• What this task involves
Please change "one dot per instance" to "one point for each instance" throughout the material from the line with "Pass-network tagging: label the embroidered linen" up to and including the line with "[(490, 361)]", leaving everything else as it is. Return only those lines.

• Collection entries

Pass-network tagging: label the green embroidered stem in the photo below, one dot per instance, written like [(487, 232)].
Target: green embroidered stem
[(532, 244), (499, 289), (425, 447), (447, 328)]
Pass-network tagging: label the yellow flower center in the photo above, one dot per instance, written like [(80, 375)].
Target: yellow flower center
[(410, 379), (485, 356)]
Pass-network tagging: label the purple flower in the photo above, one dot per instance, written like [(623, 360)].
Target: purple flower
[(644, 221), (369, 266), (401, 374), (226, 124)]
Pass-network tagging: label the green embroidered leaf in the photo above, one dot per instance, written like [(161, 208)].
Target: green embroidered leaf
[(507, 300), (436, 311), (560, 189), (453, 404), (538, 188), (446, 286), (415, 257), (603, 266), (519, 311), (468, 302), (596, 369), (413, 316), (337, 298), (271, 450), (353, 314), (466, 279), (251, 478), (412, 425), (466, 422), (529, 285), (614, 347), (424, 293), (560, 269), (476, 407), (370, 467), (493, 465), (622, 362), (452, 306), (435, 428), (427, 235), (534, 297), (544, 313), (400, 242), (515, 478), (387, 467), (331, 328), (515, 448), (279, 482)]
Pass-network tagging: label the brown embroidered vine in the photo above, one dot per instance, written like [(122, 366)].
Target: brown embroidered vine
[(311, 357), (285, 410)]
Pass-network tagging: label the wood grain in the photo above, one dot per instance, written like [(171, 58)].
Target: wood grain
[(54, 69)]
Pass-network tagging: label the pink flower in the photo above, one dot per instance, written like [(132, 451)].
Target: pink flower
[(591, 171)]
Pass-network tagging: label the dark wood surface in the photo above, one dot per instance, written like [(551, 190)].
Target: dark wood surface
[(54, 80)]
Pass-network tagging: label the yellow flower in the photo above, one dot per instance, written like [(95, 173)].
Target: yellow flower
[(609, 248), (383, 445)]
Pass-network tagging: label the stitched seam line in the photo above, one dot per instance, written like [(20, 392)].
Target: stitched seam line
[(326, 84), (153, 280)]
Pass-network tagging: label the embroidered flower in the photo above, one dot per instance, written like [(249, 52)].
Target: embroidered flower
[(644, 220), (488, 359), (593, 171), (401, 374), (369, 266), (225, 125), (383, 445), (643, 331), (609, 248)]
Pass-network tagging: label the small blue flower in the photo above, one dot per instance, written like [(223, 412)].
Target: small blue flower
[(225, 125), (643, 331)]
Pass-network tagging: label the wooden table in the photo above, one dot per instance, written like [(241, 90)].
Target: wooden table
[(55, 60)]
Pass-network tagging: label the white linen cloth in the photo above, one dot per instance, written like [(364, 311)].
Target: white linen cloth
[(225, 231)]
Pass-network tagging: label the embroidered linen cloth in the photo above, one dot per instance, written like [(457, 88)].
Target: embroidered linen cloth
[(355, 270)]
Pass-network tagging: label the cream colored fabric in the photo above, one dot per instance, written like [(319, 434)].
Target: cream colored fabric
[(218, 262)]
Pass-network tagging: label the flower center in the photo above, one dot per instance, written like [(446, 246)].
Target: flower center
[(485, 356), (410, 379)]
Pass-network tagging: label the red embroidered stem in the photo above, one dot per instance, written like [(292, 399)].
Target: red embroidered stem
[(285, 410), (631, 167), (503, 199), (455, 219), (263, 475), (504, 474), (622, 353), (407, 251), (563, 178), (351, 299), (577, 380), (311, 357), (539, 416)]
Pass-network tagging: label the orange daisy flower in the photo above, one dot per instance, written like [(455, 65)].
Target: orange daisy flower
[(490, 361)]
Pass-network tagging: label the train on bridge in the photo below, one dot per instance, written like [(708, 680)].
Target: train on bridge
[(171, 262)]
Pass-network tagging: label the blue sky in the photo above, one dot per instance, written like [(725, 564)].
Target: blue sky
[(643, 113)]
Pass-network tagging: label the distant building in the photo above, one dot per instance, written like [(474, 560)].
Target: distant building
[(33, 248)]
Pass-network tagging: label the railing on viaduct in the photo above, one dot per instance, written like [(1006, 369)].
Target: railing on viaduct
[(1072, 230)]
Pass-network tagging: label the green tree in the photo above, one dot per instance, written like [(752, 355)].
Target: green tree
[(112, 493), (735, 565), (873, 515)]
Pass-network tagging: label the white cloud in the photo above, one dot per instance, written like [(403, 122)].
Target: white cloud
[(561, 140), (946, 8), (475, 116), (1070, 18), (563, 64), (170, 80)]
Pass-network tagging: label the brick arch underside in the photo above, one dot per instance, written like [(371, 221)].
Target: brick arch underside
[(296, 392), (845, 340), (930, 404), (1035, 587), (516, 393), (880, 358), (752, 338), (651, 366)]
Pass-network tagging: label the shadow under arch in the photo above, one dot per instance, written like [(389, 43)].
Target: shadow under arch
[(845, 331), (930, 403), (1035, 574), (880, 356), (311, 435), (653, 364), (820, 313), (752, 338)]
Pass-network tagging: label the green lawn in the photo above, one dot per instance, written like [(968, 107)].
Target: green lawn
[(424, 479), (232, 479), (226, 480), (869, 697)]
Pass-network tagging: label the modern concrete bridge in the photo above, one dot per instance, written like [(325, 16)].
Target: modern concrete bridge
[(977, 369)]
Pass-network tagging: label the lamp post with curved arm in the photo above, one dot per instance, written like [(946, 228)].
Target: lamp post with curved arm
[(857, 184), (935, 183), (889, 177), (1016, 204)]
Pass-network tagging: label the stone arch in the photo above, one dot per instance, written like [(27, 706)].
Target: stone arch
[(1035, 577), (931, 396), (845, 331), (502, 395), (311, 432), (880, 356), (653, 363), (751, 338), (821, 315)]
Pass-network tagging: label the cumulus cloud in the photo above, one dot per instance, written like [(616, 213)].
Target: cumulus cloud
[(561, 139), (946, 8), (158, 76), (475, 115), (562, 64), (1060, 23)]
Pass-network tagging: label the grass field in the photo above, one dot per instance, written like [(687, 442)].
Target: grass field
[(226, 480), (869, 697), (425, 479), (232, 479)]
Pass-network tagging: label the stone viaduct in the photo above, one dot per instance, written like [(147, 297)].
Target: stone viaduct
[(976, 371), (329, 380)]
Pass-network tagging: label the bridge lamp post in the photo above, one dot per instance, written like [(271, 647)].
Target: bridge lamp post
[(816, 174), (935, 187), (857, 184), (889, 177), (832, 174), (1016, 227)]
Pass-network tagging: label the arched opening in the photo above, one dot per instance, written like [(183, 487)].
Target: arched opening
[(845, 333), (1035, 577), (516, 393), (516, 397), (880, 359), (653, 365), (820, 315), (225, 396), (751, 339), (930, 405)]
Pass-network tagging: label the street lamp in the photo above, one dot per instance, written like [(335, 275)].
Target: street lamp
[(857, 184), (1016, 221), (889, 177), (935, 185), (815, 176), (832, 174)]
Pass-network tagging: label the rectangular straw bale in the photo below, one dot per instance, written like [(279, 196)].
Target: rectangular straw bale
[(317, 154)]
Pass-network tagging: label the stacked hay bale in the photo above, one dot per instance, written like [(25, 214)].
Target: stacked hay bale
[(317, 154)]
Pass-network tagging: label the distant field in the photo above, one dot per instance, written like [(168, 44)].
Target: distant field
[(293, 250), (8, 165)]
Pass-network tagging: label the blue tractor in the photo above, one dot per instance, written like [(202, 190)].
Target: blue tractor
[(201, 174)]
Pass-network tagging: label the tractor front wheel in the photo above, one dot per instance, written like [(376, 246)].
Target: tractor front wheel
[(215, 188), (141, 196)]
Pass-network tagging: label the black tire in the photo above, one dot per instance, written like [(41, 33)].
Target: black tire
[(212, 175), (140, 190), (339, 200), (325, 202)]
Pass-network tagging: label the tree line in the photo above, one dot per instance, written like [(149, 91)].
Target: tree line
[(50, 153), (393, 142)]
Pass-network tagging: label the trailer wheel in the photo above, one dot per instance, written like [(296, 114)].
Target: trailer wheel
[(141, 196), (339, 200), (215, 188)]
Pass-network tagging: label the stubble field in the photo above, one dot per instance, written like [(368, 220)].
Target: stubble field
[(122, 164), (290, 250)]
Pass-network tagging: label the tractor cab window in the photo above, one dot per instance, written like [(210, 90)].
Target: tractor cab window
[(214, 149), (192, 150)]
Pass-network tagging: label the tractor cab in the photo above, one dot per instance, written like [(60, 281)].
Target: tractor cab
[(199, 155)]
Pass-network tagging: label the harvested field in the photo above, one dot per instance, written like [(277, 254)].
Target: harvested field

• Complete answer
Pass-network tagging: label the embroidered linen cloth in the photo above, one point for each instance, written like [(457, 88)].
Target: embroidered linen cloth
[(355, 270)]
Pass-network tagging: label the cream colored fabric in the photo above, one point for each instance, written like [(319, 434)].
Target: cream colored fabric
[(218, 262)]
Pass-network tagging: label the flower center in the photo above, one point for each instance, written like [(446, 246)].
Target: flower center
[(485, 356), (410, 379)]
Pass-network tagging: label the red embroidered stem in the photo above, one point for each instance, written like [(292, 399)].
Target: red embroidered stem
[(285, 410), (631, 167), (503, 199), (455, 219), (263, 475), (504, 474), (622, 353), (407, 251), (563, 178), (351, 299), (577, 380), (311, 357), (539, 416)]
Pass-network tagging: label the orange daisy flower in the photo above, one point for each instance, written like [(455, 65)].
Target: orange daisy flower
[(490, 361)]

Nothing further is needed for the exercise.